— Collected data —
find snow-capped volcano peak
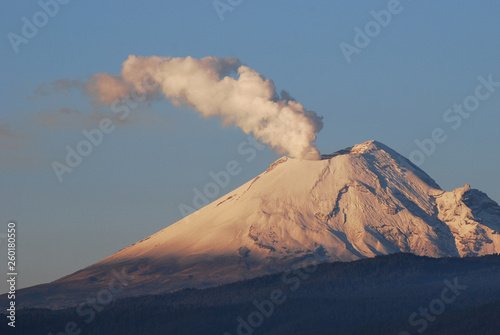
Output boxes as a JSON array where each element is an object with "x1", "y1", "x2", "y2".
[
  {"x1": 67, "y1": 140, "x2": 500, "y2": 289},
  {"x1": 350, "y1": 139, "x2": 380, "y2": 154},
  {"x1": 100, "y1": 139, "x2": 500, "y2": 264},
  {"x1": 10, "y1": 141, "x2": 500, "y2": 308},
  {"x1": 323, "y1": 139, "x2": 399, "y2": 156},
  {"x1": 320, "y1": 139, "x2": 383, "y2": 158}
]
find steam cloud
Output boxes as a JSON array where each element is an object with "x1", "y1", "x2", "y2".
[{"x1": 85, "y1": 55, "x2": 323, "y2": 160}]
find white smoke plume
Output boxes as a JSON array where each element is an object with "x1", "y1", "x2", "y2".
[{"x1": 85, "y1": 55, "x2": 323, "y2": 160}]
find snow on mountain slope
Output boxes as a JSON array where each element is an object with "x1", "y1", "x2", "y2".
[{"x1": 8, "y1": 140, "x2": 500, "y2": 308}]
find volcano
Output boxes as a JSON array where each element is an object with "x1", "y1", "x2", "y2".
[{"x1": 6, "y1": 140, "x2": 500, "y2": 309}]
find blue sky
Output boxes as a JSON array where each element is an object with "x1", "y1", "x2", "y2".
[{"x1": 1, "y1": 0, "x2": 499, "y2": 291}]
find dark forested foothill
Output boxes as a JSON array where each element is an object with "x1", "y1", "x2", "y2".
[{"x1": 3, "y1": 253, "x2": 500, "y2": 335}]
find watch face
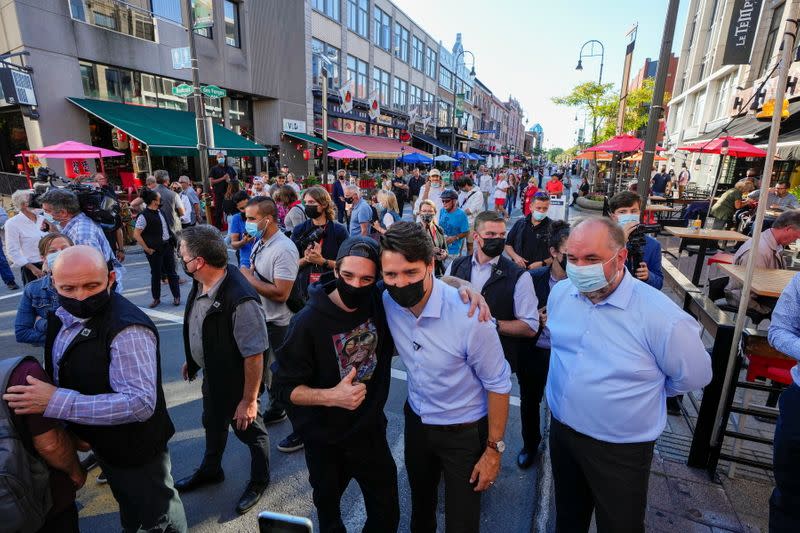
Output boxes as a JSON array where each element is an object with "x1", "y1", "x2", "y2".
[{"x1": 496, "y1": 441, "x2": 506, "y2": 453}]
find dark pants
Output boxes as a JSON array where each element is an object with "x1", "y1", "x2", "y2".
[
  {"x1": 201, "y1": 377, "x2": 271, "y2": 484},
  {"x1": 0, "y1": 239, "x2": 16, "y2": 285},
  {"x1": 146, "y1": 242, "x2": 180, "y2": 301},
  {"x1": 770, "y1": 383, "x2": 800, "y2": 532},
  {"x1": 404, "y1": 402, "x2": 487, "y2": 533},
  {"x1": 96, "y1": 449, "x2": 187, "y2": 533},
  {"x1": 335, "y1": 202, "x2": 346, "y2": 223},
  {"x1": 517, "y1": 346, "x2": 550, "y2": 451},
  {"x1": 38, "y1": 502, "x2": 79, "y2": 533},
  {"x1": 21, "y1": 262, "x2": 43, "y2": 285},
  {"x1": 549, "y1": 417, "x2": 654, "y2": 533},
  {"x1": 213, "y1": 191, "x2": 226, "y2": 229},
  {"x1": 303, "y1": 426, "x2": 399, "y2": 533},
  {"x1": 265, "y1": 322, "x2": 288, "y2": 412},
  {"x1": 396, "y1": 196, "x2": 406, "y2": 218}
]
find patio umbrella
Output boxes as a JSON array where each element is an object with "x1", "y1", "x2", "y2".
[
  {"x1": 473, "y1": 153, "x2": 486, "y2": 161},
  {"x1": 328, "y1": 148, "x2": 366, "y2": 160},
  {"x1": 17, "y1": 140, "x2": 125, "y2": 159},
  {"x1": 584, "y1": 134, "x2": 646, "y2": 153},
  {"x1": 434, "y1": 154, "x2": 457, "y2": 162},
  {"x1": 677, "y1": 136, "x2": 768, "y2": 158},
  {"x1": 577, "y1": 151, "x2": 612, "y2": 161},
  {"x1": 398, "y1": 152, "x2": 433, "y2": 164},
  {"x1": 623, "y1": 152, "x2": 667, "y2": 162},
  {"x1": 465, "y1": 153, "x2": 480, "y2": 161}
]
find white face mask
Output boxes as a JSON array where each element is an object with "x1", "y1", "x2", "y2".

— What the exercise asks —
The result should be every line that contains "find", copied from the entries.

— Completed task —
find snow-capped volcano peak
find steam cloud
find white smoke plume
find snow on mountain slope
find volcano
find blue sky
find dark forested foothill
find watch face
find dark pants
find patio umbrella
find white face mask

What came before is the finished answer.